Convert each of the rows below into a JSON list of strings, giving one string per line and omitting blank lines. Leave the pictures out of the list.
* begin *
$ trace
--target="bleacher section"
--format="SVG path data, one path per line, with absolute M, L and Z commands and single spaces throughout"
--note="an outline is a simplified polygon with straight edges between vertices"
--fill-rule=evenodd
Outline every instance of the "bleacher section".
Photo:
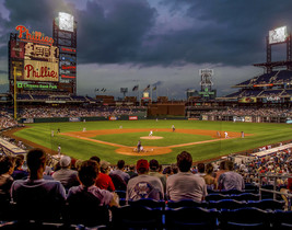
* end *
**Solution to the exercise:**
[
  "$ trace",
  "--target=\"bleacher section\"",
  "--format=\"SVG path data, one path per line, with absolute M, L and Z commands and single spaces throughout\"",
  "--note=\"an outline is a simplified polygon with straight edges between vertices\"",
  "--fill-rule=evenodd",
  "Outline every instance of the \"bleacher section\".",
  "Photo:"
]